About this task:
Return nothing except the lines from the one that contains "Question. The picture above shows the red" through the end of the material below, each exactly as given.
──────── Data ────────
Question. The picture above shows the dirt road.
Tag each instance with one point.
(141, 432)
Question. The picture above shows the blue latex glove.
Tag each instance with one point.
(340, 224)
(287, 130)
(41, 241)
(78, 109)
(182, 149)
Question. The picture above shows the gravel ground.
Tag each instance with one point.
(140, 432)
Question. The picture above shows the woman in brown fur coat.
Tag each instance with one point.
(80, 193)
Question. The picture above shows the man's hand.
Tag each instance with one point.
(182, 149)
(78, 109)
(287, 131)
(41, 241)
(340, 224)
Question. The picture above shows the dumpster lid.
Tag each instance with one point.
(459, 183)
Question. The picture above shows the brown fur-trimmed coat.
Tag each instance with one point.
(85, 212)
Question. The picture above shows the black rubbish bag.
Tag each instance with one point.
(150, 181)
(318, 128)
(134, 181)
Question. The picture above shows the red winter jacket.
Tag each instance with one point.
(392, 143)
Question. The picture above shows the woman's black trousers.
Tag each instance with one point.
────────
Task solution:
Question. The picture above shows the red winter jacket.
Tag each instance with one point.
(392, 143)
Question. The picture above shows the woman's black trousers.
Tag each instance with one point.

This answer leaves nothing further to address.